▶ WHAT TO DO: Rewrite every one of the records below with "Objective" changed to "Goal" wherever it appears, keeping everything else the same.

---------- DATASET EXCERPTS ----------

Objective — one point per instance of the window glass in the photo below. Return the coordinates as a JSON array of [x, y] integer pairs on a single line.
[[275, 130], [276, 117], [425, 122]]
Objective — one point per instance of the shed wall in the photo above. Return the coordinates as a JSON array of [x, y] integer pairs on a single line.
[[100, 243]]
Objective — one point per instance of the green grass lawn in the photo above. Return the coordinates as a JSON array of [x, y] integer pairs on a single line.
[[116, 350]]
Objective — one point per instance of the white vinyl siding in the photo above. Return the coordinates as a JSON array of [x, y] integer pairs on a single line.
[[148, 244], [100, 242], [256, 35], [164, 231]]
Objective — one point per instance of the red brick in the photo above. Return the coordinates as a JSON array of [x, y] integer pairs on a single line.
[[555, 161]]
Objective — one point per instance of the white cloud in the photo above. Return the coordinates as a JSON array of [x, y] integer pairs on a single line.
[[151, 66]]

----------

▶ CORRECT ANSWER:
Goal — one point per instance of the window glass in the photo below. Return the coordinates as a JSON array of [x, y] integer pairs on a single line.
[[275, 130], [276, 117], [425, 122]]
Goal — one point per instance of the shed wall in the photo above. Return the coordinates as a JSON array of [x, y] integer pairs on a single line.
[[100, 243]]
Goal — one point per instance of the green grass lawn in the photo above. Return the coordinates as a JSON array of [x, y] integer pairs on a single line.
[[116, 350]]
Goal — one point per instance of the white vinyl siding in the photo above. Return the coordinates as a JSON array of [x, y] integer pairs on a single line.
[[148, 244], [100, 242], [256, 35], [164, 231]]
Goal — one point per instance of the red brick in the photo above. Return the coordinates as a JSON array of [x, y] integer pairs on a single line.
[[555, 161]]
Goal — one point per instance of the white cloud in the photo above. Return the coordinates as a JSON array of [x, y] integer pairs on a single line.
[[151, 66]]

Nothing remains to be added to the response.